EXERCISE GOAL> Copy the lines below exactly. No picture goes into the copy.

[Extracted data entries]
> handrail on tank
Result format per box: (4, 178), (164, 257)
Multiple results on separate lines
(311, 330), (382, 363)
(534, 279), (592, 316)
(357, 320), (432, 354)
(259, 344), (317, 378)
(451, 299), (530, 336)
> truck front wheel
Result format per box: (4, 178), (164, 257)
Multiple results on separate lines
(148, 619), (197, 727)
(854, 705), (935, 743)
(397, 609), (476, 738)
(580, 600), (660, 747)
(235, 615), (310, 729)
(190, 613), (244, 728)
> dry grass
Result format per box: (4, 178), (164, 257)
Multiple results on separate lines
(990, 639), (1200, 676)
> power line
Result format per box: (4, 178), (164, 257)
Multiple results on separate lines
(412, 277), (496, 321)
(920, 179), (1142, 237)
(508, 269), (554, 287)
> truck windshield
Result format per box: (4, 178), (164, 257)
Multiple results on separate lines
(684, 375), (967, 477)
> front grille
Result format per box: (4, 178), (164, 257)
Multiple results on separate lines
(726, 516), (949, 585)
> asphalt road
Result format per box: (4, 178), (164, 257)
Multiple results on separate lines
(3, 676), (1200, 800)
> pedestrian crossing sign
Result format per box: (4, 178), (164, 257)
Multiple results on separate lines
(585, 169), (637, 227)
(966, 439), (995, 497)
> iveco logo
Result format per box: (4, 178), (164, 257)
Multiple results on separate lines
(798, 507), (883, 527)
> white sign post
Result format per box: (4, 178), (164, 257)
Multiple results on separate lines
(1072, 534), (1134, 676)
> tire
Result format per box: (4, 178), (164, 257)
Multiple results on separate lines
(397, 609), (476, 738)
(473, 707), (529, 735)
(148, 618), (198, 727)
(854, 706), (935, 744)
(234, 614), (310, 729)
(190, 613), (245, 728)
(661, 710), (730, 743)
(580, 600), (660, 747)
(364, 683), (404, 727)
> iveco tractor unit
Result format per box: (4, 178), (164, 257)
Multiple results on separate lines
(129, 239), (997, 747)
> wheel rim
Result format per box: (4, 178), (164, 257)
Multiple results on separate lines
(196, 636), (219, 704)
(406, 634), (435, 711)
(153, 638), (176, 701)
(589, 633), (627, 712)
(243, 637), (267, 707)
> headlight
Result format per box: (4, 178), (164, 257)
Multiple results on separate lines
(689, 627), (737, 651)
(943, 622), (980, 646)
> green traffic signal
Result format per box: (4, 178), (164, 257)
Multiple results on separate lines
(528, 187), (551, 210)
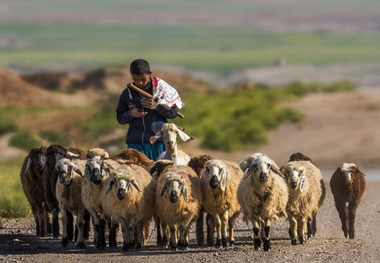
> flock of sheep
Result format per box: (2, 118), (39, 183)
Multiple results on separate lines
(20, 122), (366, 252)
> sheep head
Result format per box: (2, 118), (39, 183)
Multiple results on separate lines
(149, 123), (194, 154)
(203, 159), (227, 191)
(25, 147), (47, 174)
(54, 158), (83, 186)
(239, 153), (265, 172)
(283, 162), (307, 193)
(106, 167), (142, 200)
(339, 163), (358, 184)
(86, 147), (110, 160)
(157, 173), (188, 203)
(85, 158), (110, 185)
(149, 160), (175, 179)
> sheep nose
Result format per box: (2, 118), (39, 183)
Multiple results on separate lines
(167, 140), (174, 148)
(290, 182), (297, 189)
(117, 188), (126, 200)
(169, 191), (178, 203)
(209, 176), (219, 189)
(259, 172), (268, 182)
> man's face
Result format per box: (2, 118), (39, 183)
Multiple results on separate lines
(132, 73), (151, 89)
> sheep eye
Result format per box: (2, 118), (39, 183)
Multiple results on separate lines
(206, 167), (209, 173)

TASK RESPONSE>
> handrail on tank
Result format per box: (4, 178), (164, 257)
Multiple results on separate lines
(311, 330), (382, 363)
(534, 279), (592, 316)
(357, 320), (432, 354)
(259, 344), (317, 378)
(451, 299), (530, 336)
> truck front wheel
Result format per box: (4, 178), (164, 257)
Multiple results on separate lines
(148, 619), (197, 727)
(854, 705), (935, 743)
(397, 609), (476, 738)
(580, 600), (660, 747)
(235, 615), (310, 729)
(190, 613), (244, 728)
> dry grass
Result format per box: (4, 178), (164, 257)
Multiple results on separate lines
(990, 639), (1200, 676)
> power line
Result format per box: (4, 178), (164, 257)
Multiple results on separate lines
(412, 277), (496, 321)
(920, 179), (1142, 237)
(508, 269), (554, 287)
> truck windshield
Result format per box: (4, 178), (164, 257)
Multiple results on separate lines
(684, 375), (967, 477)
> front grille
Result format per box: (4, 178), (164, 257)
Multiple results on separate lines
(726, 516), (949, 585)
> asphalt road
Result format per box: (4, 178), (164, 257)
Multiple results on separate lines
(3, 676), (1200, 800)
> pedestrian crossing sign
Result format per box: (4, 178), (164, 257)
Multiple results on separate lines
(585, 169), (637, 227)
(966, 439), (995, 497)
> iveco logo
Result format per box: (4, 178), (164, 257)
Multiple results on separate lines
(798, 507), (883, 527)
> white sign post
Result format per box: (4, 178), (164, 257)
Multiple results on separate lines
(1072, 534), (1134, 676)
> tire
Result format per box: (4, 178), (164, 257)
Multiple results on separate lines
(397, 609), (476, 738)
(473, 707), (529, 735)
(148, 618), (198, 727)
(854, 706), (935, 744)
(234, 614), (310, 729)
(190, 613), (245, 728)
(661, 710), (730, 743)
(580, 600), (660, 747)
(364, 683), (404, 727)
> iveco tractor unit
Result format per box: (4, 178), (164, 257)
Multiple results on separate lines
(129, 239), (997, 747)
> wheel rim
Result format per box: (4, 178), (164, 257)
Multiple results on separate lines
(196, 636), (219, 704)
(406, 634), (435, 711)
(153, 638), (176, 701)
(589, 633), (627, 712)
(243, 637), (267, 707)
> headlight
Result format per box: (4, 178), (164, 257)
Multiple results on separate lines
(689, 627), (737, 651)
(943, 622), (980, 646)
> green traffic signal
Result format per box: (4, 178), (164, 257)
Multiple results on separate lines
(528, 187), (551, 210)
> flock of sheep
Result format per box: (2, 118), (39, 183)
Multiple results on separate lines
(20, 122), (366, 252)
> sheep head
Result format per box: (2, 118), (39, 183)
Multiple results on separate lines
(149, 123), (194, 154)
(203, 159), (227, 191)
(25, 147), (47, 174)
(54, 158), (83, 186)
(239, 153), (265, 172)
(283, 162), (307, 193)
(106, 167), (142, 200)
(339, 163), (358, 184)
(86, 147), (110, 160)
(157, 173), (188, 203)
(85, 158), (110, 185)
(149, 160), (175, 179)
> sheep nose
Result format per box: (2, 118), (39, 183)
Multiple results on separate lines
(167, 140), (174, 148)
(290, 182), (297, 189)
(117, 188), (126, 200)
(169, 191), (178, 203)
(209, 176), (219, 189)
(259, 172), (268, 182)
> man's face
Result format per box: (2, 118), (39, 183)
Multiple results on separate lines
(132, 73), (151, 89)
> sheep eye
Result format per box: (2, 118), (39, 183)
Multiple results on separate lines
(206, 167), (209, 173)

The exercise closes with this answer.